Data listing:
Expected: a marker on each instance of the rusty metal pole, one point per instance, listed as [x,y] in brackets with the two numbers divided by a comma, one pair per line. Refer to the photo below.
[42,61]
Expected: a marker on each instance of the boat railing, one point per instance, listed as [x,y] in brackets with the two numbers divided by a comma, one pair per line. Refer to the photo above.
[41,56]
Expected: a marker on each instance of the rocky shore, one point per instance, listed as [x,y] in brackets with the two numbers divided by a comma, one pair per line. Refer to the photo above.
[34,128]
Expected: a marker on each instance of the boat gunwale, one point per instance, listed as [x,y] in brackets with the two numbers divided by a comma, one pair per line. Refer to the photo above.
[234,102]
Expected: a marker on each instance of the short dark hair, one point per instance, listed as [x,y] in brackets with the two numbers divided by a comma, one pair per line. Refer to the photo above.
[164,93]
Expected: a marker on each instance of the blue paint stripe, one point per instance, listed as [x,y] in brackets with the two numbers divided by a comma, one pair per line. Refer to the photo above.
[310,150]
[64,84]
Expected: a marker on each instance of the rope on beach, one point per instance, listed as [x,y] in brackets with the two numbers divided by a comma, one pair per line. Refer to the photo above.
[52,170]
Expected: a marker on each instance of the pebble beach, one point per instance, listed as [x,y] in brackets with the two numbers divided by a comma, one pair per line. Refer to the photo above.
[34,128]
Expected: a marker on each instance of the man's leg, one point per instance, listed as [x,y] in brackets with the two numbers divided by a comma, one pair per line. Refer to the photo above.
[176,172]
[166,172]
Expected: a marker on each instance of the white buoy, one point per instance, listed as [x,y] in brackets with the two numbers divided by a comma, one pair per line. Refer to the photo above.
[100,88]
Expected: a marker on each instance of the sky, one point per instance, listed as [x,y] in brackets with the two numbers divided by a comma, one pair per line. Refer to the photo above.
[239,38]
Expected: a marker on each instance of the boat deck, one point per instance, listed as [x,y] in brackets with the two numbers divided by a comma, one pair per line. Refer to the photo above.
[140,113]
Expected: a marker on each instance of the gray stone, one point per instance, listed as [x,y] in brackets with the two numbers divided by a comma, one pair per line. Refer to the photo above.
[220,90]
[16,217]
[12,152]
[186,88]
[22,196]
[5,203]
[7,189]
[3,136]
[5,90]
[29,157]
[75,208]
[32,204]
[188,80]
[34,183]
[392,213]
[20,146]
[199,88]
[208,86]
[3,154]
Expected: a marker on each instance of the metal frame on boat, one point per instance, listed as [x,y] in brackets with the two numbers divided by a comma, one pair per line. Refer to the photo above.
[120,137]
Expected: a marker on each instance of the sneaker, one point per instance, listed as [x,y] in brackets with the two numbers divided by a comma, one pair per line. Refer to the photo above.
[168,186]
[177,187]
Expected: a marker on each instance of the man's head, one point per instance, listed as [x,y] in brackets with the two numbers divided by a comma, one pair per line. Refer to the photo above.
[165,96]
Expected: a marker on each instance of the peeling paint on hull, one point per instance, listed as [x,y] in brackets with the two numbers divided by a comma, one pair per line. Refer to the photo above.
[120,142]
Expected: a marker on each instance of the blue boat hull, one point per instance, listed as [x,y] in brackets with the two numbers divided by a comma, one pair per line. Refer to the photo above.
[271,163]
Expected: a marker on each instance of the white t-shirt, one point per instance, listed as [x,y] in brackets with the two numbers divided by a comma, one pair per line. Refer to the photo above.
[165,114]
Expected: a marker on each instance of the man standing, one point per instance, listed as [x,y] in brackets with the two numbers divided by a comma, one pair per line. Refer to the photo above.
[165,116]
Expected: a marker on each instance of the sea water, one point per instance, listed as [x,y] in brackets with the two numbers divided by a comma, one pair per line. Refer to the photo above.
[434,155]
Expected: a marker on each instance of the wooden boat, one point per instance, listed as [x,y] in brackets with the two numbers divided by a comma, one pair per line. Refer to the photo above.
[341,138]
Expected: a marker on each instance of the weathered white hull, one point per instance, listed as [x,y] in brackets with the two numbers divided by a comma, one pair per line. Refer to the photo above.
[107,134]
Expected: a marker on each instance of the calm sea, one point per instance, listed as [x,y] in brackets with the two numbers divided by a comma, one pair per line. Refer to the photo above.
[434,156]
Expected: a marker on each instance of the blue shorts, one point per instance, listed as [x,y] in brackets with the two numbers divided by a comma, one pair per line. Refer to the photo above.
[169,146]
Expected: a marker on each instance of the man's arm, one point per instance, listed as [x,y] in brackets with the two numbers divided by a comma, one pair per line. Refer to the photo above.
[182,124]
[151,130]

» DIRECTIONS FOR THIS TASK: Rewrite every line of the items above as a Markdown table with two columns, Row and Line. Number the rows in order and leave out blank lines.

» ANSWER TO THIS EXERCISE:
| Row | Line |
|---|---|
| 1 | Expected: a marker on each instance of the rusty metal pole, one point per instance, listed as [x,y] in brackets with the two numbers divided by a comma, one pair per line. Refer to the photo below. |
| 2 | [42,61] |
| 3 | Expected: a marker on each instance of the boat railing, one point per instance, listed as [x,y] in brackets with the two numbers divided by a comma, one pair per line. Refer to the photo above. |
| 4 | [41,56] |
| 5 | Expected: a marker on each instance of the rocky shore, one point per instance, listed as [x,y] in brackets with the two numbers divided by a comma, one pair per line. Refer to the photo above. |
| 6 | [34,128] |
| 7 | Expected: a marker on each instance of the boat gunwale, one point per instance, listed as [x,y] in brackets with the two numbers divided by a comma, one pair per line. Refer to the photo above. |
| 8 | [234,102] |
| 9 | Expected: a marker on each instance of the short dark hair, one point per instance, listed as [x,y] in brackets with the two numbers divided by a comma, one pair per line. Refer to the photo above. |
| 10 | [164,93] |
| 11 | Expected: a marker on each instance of the blue paint stripe, one point per instance, listed as [x,y] in brackets with the two numbers divided by a comma, one pair per line. Refer to the photo above. |
| 12 | [310,150] |
| 13 | [64,84] |
| 14 | Expected: a marker on each instance of the rope on beach, one point per instance, listed as [x,y] in brackets with the two numbers divided by a comma, one pair per line. Refer to the photo above. |
| 15 | [52,170] |
| 16 | Expected: a marker on each instance of the pebble beach, one point per instance, listed as [x,y] in brackets with the two numbers divided by a comma, one pair per line. Refer to the photo above. |
| 17 | [34,128] |
| 18 | Expected: a marker on each instance of the man's leg, one point per instance, listed as [x,y] in brackets with the two numbers divided by a comma, one pair per line. Refer to the photo above. |
| 19 | [176,172] |
| 20 | [166,172] |
| 21 | Expected: a marker on each instance of the white buoy, one point per instance, listed as [x,y] in brackets with the two numbers divided by a comma, one pair per line. Refer to the photo above. |
| 22 | [100,88] |
| 23 | Expected: a marker on each instance of the sky, one point per instance, listed as [x,y] in brackets with the two numbers divided by a comma, one pair per line. Refer to the photo above. |
| 24 | [239,38] |
| 25 | Expected: a marker on each instance of the boat deck, one point per instance, listed as [x,y] in brackets with the two numbers divided by a comma, one pair per line. Refer to the photo above. |
| 26 | [140,113] |
| 27 | Expected: a marker on each instance of the gray stone, one point per instance, listed as [x,y] in brackets with the two numbers divided by a comma, one pair per line. Refer to the photo above. |
| 28 | [220,90] |
| 29 | [16,217] |
| 30 | [12,152] |
| 31 | [186,88] |
| 32 | [22,196] |
| 33 | [5,203] |
| 34 | [7,189] |
| 35 | [3,136] |
| 36 | [5,90] |
| 37 | [29,157] |
| 38 | [75,208] |
| 39 | [32,204] |
| 40 | [188,80] |
| 41 | [34,183] |
| 42 | [392,213] |
| 43 | [20,146] |
| 44 | [199,88] |
| 45 | [208,86] |
| 46 | [3,154] |
| 47 | Expected: a marker on each instance of the metal frame on boat, one point per instance, listed as [x,y] in brackets with the two numbers divided by a comma, one pair per line. Refer to the photo above. |
| 48 | [120,137] |
| 49 | Expected: a marker on each instance of the sneaker, one point per instance, listed as [x,y] in brackets with the two numbers divided by a comma, one pair per line. Refer to the photo above. |
| 50 | [168,186] |
| 51 | [177,187] |
| 52 | Expected: a marker on each instance of the man's head, one point per instance, listed as [x,y] in brackets with the two numbers divided by a comma, one pair per line. Refer to the photo above. |
| 53 | [165,96] |
| 54 | Expected: a marker on each instance of the peeling paint on hull, one point per instance, listed as [x,y] in brackets with the two numbers divided by a comma, one pair per line. Refer to the photo above. |
| 55 | [120,142] |
| 56 | Expected: a marker on each instance of the blue boat hull, one point per instance, listed as [x,y] in brackets with the two numbers divided by a comma, one pair per line. Refer to the photo above. |
| 57 | [271,163] |
| 58 | Expected: a marker on each instance of the white t-shirt, one point per instance, listed as [x,y] in brackets with the two numbers divided by a comma, one pair per line. Refer to the photo above. |
| 59 | [165,114] |
| 60 | Expected: a marker on each instance of the man standing, one point per instance, listed as [x,y] in brackets with the two numbers divided by a comma, one pair per line. Refer to the photo above. |
| 61 | [165,116] |
| 62 | Expected: a marker on each instance of the sea water, one point per instance, listed as [x,y] in brackets with the two numbers divided by a comma, one pair per line. Refer to the photo above. |
| 63 | [434,155] |
| 64 | Expected: a marker on each instance of the wooden boat, one point per instance, listed as [x,y] in brackets with the two numbers divided by a comma, one pair per line. Refer to the photo above. |
| 65 | [341,138] |
| 66 | Expected: a marker on each instance of the weathered white hull, one point per instance, listed as [x,y] in brackets with the two numbers divided by a comma, one pair per line. Refer to the photo above. |
| 67 | [107,134] |
| 68 | Expected: a marker on each instance of the calm sea, one point per instance, listed as [x,y] in brackets with the two numbers divided by a comma, one pair per line. Refer to the photo above. |
| 69 | [434,156] |
| 70 | Expected: a marker on each instance of the blue shorts, one point per instance, listed as [x,y] in brackets with the two numbers divided by a comma, one pair per line. Refer to the photo above. |
| 71 | [169,146] |
| 72 | Expected: a marker on each instance of the man's arm, one point per instance, listed as [x,y] in brackets with the two numbers divided by a comma, one pair per line. Refer to the photo above. |
| 73 | [182,124] |
| 74 | [151,130] |